[Extract provided]:
Charles Pickering: A man of great honor and courage
By John A. Nowacki
web posted October 6, 2003
Longtime Bush judicial nominee Charles Pickering finally made it out of
the Judiciary Committee last Thursday, after waiting nearly two and a half
years and enduring one of the worst campaigns of character assassination
waged by the left-wing borking squad.
Despite decades of working toward racial reconciliation, the Mississippi
native and federal district judge found himself branded a racist by liberal
interest groups and the Democrat senators who look to them for their marching
orders. He was defeated in a party-line committee vote early last year even
though he had votes for confirmation in the Democrat-controlled Senate.
Last year's blatant refusal by the Judiciary Committee's Gang of Ten to
give his record a fair review led President Bush to renominate him to the
Fifth Circuit in January, and while the threat of a filibuster has loomed
over him since then, Senator Orrin Hatch - the current committee chairman
- had no reservations about bringing him up for another committee vote.
That 10-9 vote came as no surprise, and the hard-line Democrats on the committee
stuck with their long-since discredited arguments against Pickering from
last year when they tried to keep the full Senate from voting. Republicans,
for their part, set the record straight, and no one on that side made a greater
impression than South Carolina's junior Senator, Lindsey Graham.
Graham addressed the charge of racism by reminding the committee that in
the case most often used by the Left, Judge Pickering's desire to see the
defendant receive a sentence that reflected his degree of culpability in
a cross burning (when the government barely punished the ringleader - who
had previously shot at the victims' house -- and another of the criminals)
was about justice, not about race. Even the prosecutor acknowledged the government's
sentencing request was "draconian," and when he handed down the
eventual sentence, Pickering was harsh in his condemnation of the defendant's
racist act.
But Graham didn't just limit himself to setting the facts straight.
"The truth is that the man has been under siege for a couple of years
now, and I can only imagine what he and his family have went through; this
is total hell," he said. "There's nothing worse you can say about
somebody other than that they're a racist. And there's nothing worse you
can say about a southern white person than that they're a racist. We have
to deal with that all the time, and it's our own fault to a certain extent."
"In my state," he went on, "we're a long way from South Carolina
being the way it should be . . . so I don't want anyone to leave this room
today thinking that we've fixed our racial problems in the South. We have
not. But I tell you, you need to look at your own states and see if you've
fixed them in your state. There's a long way to go, and beating on this good
man is not going to make us a better nation."
Graham went on to say Pickering's opponents "can't kindly and dispassionately
ruin somebody's life."
"There is a pattern going on by my friends on the other side of the
aisle. . . . This is political payback" for President Bush, being engineered
by Senators who think they helped him too much early on with issues like
the tax cut, Graham said.

[Shape annotation entries]:

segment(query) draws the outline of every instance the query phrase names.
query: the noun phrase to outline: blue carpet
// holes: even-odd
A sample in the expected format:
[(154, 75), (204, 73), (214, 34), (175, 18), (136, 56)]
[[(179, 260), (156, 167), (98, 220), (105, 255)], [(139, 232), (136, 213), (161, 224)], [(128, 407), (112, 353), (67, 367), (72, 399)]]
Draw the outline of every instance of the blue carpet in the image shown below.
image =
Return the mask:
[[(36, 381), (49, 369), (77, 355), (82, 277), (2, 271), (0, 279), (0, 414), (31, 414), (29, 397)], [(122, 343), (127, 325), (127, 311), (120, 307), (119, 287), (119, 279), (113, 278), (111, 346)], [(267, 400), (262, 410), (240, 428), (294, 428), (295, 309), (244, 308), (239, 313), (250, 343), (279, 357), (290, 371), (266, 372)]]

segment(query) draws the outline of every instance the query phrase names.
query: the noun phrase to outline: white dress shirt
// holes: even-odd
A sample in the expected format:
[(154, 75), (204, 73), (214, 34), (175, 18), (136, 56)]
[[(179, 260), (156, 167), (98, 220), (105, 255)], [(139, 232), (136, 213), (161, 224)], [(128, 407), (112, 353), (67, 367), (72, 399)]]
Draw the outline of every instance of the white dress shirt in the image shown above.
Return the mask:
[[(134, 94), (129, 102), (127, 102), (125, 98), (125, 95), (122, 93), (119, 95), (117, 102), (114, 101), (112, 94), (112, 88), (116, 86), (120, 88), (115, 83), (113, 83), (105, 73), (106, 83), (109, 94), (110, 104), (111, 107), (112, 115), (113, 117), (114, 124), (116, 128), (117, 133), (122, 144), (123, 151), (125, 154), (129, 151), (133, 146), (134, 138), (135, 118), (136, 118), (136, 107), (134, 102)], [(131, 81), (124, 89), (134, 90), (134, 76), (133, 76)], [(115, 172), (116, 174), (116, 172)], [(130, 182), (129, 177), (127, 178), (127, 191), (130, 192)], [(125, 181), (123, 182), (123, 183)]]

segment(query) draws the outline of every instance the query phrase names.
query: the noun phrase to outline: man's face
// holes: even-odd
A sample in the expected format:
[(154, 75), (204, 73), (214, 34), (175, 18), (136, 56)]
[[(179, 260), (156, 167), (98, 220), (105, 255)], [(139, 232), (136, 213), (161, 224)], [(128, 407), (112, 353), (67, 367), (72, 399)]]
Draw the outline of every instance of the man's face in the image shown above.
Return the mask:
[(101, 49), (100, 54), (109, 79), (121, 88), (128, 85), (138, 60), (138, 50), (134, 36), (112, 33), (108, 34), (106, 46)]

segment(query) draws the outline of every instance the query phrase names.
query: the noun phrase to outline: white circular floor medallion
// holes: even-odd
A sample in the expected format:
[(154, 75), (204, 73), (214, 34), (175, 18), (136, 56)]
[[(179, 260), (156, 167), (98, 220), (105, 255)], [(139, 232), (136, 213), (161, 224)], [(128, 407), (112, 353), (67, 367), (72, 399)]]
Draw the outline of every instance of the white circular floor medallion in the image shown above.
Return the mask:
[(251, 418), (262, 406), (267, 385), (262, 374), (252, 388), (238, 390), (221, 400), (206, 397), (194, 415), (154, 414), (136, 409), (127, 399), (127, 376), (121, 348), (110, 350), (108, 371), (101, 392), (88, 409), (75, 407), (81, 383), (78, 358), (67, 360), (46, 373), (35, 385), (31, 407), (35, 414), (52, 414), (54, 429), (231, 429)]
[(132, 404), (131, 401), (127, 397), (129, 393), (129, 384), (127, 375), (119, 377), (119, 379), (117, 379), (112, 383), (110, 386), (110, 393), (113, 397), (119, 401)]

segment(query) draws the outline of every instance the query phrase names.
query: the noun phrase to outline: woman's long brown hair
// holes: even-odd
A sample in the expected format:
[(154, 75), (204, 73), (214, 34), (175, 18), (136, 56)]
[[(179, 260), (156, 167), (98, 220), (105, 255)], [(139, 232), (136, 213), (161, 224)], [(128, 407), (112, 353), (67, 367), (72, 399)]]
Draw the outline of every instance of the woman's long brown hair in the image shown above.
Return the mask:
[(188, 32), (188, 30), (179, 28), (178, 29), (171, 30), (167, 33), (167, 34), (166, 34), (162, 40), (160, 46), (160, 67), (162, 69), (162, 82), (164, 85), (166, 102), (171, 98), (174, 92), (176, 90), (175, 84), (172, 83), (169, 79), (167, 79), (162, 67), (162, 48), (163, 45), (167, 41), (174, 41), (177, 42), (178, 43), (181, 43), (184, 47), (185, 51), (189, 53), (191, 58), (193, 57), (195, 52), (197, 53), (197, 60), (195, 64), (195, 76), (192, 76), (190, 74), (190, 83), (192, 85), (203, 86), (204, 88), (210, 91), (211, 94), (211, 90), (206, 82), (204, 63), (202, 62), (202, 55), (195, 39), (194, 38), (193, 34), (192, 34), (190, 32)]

[Your task]: Please return the Pickering article from "Charles Pickering: A" up to and including "the Democrat-controlled Senate.". Rely only on the Pickering article.

[Correct response]:
Charles Pickering: A man of great honor and courage
By John A. Nowacki
web posted October 6, 2003
Longtime Bush judicial nominee Charles Pickering finally made it out of
the Judiciary Committee last Thursday, after waiting nearly two and a half
years and enduring one of the worst campaigns of character assassination
waged by the left-wing borking squad.
Despite decades of working toward racial reconciliation, the Mississippi
native and federal district judge found himself branded a racist by liberal
interest groups and the Democrat senators who look to them for their marching
orders. He was defeated in a party-line committee vote early last year even
though he had votes for confirmation in the Democrat-controlled Senate.